**WHAT TO DO:**
Reproduce the entries. Each one must match the original exactly.

**Records from a dataset:**
________________________

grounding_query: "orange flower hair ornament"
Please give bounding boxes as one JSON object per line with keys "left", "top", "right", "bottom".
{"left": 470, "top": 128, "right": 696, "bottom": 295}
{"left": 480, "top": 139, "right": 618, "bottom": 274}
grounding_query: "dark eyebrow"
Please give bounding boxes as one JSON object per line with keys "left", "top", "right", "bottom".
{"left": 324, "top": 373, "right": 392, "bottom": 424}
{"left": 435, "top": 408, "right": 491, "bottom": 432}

________________________

**SOLUTION:**
grounding_query: "orange flower hair ornament"
Please give bounding boxes as one JSON object per line with keys "left", "top", "right", "bottom".
{"left": 470, "top": 128, "right": 696, "bottom": 295}
{"left": 480, "top": 139, "right": 618, "bottom": 274}
grounding_query: "dark eyebrow"
Please give bounding boxes as one JSON object per line with keys "left", "top", "right", "bottom".
{"left": 324, "top": 373, "right": 392, "bottom": 424}
{"left": 435, "top": 408, "right": 491, "bottom": 432}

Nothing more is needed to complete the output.